● YOUR OBJECTIVE
Rewrite every line of the records below as a numbered list, skipping any blank lines, and omit the pictures from your answer.

● MATERIAL TO PROCESS
-*-
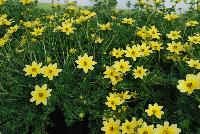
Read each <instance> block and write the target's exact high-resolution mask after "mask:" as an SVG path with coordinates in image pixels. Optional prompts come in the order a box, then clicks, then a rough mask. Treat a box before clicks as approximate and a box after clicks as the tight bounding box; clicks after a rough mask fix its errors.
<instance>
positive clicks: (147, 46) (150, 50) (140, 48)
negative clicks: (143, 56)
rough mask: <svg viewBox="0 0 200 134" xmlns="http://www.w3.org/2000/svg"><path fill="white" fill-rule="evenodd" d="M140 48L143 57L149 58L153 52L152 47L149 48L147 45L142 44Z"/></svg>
mask: <svg viewBox="0 0 200 134" xmlns="http://www.w3.org/2000/svg"><path fill="white" fill-rule="evenodd" d="M137 47H138V48H139V51H140V54H141V56H144V57H145V56H149V55H150V54H151V53H153V51H152V50H151V49H150V46H147V44H146V43H144V42H142V45H138V46H137Z"/></svg>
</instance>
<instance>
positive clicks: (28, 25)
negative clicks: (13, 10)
mask: <svg viewBox="0 0 200 134" xmlns="http://www.w3.org/2000/svg"><path fill="white" fill-rule="evenodd" d="M23 25H24V26H25V27H32V22H30V21H27V22H23Z"/></svg>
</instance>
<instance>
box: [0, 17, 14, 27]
-*-
● ANSWER BOX
1. Read each <instance> block and write the target's exact high-resolution mask after "mask:" as an SVG path with coordinates in image pixels. Optional prompts come in the order a box, then clicks, then a rough mask. Treat a box before clicks as approximate and a box after clicks as the tight bounding box; clicks after a rough mask fix its errors.
2. <instance>
3. positive clicks: (147, 46) (150, 50) (140, 48)
4. negative clicks: (143, 56)
5. rough mask: <svg viewBox="0 0 200 134" xmlns="http://www.w3.org/2000/svg"><path fill="white" fill-rule="evenodd" d="M140 48L143 57L149 58L153 52L152 47L149 48L147 45L142 44Z"/></svg>
6. mask: <svg viewBox="0 0 200 134" xmlns="http://www.w3.org/2000/svg"><path fill="white" fill-rule="evenodd" d="M137 47H138V48H139V51H140V54H141V56H144V57H145V56H149V55H150V54H151V53H153V51H152V50H151V49H150V46H147V44H146V43H144V42H142V45H138V46H137Z"/></svg>
7. </instance>
8. <instance>
9. positive clicks: (28, 25)
10. negative clicks: (13, 10)
11. mask: <svg viewBox="0 0 200 134" xmlns="http://www.w3.org/2000/svg"><path fill="white" fill-rule="evenodd" d="M23 25H24V26H25V27H32V22H30V21H27V22H23Z"/></svg>
12. </instance>
13. <instance>
14. box: [0, 17, 14, 27]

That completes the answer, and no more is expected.